* _What the task requires_
Please pull out the lines from the one containing "olive t-shirt in" up to and including the one containing "442), (490, 657)]", and reproduce only those lines verbatim.

# START OF Dataset entries

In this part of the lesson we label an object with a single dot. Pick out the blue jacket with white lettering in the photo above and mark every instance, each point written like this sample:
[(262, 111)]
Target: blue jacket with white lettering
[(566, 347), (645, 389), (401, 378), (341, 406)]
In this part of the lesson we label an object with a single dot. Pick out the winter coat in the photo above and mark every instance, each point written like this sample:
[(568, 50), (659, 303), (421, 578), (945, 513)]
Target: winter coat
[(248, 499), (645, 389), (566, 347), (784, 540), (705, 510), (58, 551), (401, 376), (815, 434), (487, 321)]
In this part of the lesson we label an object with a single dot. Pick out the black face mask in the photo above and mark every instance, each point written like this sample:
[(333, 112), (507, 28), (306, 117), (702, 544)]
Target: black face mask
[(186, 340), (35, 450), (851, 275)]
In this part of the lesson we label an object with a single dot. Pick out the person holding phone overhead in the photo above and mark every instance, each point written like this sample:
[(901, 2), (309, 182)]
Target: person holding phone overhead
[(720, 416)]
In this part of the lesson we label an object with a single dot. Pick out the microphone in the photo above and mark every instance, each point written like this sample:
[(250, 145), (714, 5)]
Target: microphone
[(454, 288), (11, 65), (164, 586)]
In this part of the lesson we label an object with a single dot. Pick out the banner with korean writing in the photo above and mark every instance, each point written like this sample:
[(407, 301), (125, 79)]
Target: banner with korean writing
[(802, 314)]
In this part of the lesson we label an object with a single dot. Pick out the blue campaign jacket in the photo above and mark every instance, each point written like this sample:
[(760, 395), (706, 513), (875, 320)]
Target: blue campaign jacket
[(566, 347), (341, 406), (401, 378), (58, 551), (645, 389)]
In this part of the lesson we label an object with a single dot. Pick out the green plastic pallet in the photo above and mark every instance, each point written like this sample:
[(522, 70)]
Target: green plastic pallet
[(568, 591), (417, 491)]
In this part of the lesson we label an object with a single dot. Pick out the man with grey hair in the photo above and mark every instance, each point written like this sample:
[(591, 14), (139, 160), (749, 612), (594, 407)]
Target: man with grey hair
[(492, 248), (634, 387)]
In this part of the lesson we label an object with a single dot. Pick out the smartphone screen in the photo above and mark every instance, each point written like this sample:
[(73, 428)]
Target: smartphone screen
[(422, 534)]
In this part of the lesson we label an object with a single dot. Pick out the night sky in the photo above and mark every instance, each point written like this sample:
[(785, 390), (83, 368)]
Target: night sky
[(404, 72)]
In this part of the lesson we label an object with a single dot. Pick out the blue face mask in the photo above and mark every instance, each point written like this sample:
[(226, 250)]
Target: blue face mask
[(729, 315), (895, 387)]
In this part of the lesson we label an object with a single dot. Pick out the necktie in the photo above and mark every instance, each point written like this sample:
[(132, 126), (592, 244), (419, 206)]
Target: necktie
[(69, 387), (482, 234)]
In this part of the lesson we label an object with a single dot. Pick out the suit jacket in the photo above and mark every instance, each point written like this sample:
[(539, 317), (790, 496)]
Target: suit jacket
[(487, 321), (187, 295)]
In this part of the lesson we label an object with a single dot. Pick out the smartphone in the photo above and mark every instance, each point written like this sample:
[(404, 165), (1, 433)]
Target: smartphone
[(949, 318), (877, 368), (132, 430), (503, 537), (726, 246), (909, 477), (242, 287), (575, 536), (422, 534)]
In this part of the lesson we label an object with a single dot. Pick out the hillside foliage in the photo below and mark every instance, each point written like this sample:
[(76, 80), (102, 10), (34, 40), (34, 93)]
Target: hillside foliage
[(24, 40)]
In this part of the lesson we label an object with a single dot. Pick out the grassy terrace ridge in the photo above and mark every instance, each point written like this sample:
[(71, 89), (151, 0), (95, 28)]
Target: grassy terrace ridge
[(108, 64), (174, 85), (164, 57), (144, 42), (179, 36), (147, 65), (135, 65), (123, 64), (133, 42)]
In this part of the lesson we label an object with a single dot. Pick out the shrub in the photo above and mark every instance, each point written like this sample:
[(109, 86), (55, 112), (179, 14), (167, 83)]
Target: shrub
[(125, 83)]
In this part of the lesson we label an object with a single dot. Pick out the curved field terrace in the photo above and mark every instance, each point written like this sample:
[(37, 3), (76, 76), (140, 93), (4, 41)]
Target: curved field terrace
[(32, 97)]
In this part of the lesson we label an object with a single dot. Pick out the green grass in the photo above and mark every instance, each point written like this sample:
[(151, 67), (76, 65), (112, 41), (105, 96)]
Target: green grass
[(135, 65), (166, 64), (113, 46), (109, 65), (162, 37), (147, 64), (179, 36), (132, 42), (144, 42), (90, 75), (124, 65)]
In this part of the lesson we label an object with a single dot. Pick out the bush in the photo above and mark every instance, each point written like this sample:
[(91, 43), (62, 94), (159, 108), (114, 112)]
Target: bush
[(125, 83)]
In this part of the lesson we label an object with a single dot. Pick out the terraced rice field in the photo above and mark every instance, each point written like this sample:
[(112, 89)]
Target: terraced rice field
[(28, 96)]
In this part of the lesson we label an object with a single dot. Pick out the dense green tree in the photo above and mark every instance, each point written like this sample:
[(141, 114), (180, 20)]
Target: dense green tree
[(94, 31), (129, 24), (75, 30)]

# END OF Dataset entries
# START OF Dataset entries

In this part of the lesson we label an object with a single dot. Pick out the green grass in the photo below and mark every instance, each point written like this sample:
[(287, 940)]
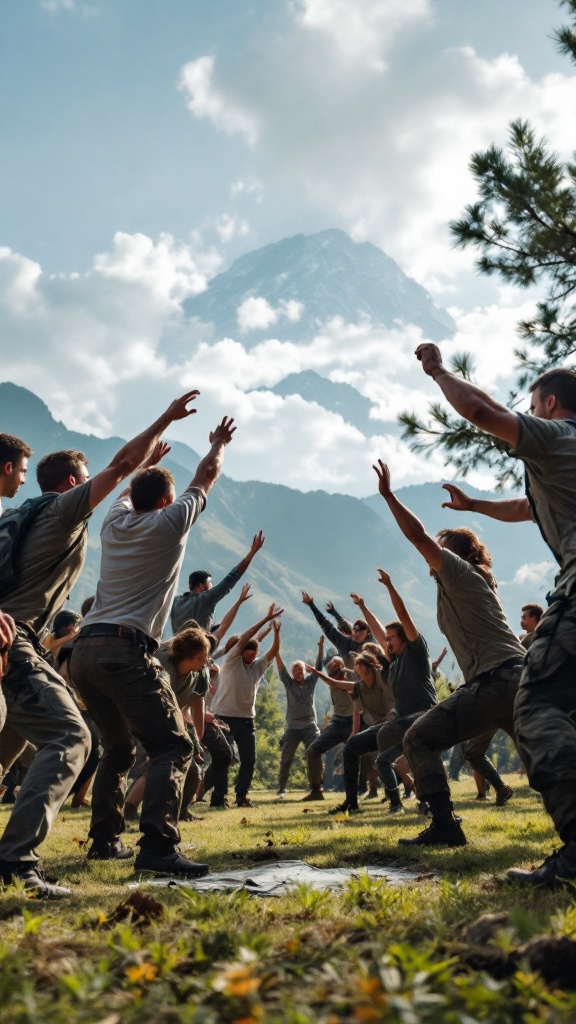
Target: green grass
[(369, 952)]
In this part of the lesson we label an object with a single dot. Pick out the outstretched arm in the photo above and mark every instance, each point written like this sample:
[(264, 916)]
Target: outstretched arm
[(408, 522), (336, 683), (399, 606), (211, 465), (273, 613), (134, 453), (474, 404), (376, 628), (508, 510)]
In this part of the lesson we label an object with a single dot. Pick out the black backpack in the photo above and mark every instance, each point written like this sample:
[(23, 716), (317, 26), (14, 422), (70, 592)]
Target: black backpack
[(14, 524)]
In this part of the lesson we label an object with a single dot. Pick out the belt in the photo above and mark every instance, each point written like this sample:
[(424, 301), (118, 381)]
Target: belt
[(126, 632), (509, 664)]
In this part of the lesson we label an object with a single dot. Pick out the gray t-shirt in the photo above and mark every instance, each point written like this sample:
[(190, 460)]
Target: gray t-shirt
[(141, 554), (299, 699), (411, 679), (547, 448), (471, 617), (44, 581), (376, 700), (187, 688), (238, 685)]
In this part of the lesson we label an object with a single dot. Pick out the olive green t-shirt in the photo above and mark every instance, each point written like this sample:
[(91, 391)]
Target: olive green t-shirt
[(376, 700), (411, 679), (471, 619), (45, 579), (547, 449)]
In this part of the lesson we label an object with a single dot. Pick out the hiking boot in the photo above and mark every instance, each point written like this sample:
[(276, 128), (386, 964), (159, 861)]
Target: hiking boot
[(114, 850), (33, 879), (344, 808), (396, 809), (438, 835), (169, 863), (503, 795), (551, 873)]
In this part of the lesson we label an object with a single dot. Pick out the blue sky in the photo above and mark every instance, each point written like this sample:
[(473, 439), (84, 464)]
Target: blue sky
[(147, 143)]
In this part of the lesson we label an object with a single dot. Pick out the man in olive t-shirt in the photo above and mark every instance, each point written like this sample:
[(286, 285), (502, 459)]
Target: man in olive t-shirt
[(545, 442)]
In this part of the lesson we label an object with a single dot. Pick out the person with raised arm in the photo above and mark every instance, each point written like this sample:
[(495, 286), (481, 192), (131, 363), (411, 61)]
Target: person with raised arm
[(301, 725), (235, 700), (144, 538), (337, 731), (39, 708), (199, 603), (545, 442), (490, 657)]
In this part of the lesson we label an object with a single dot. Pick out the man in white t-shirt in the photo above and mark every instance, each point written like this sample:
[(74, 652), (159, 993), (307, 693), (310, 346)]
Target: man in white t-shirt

# END OF Dataset entries

* _Task result_
In this part of the lesson we label an object with a single dot. Pick out the man in olive t-shirt in the photo above and mark every instance, each point written like this sample:
[(286, 285), (502, 459)]
Target: man in olive t-shirt
[(545, 442)]
In this part of the lesson we label an object with a single dot. Pick out the person with raised arm in the photo above and mark every instance, each point written like this sample:
[(495, 286), (481, 192), (131, 363), (411, 61)]
Target: person with raised arm
[(301, 725), (235, 700), (144, 538), (337, 731), (39, 708), (199, 603), (545, 442), (490, 657)]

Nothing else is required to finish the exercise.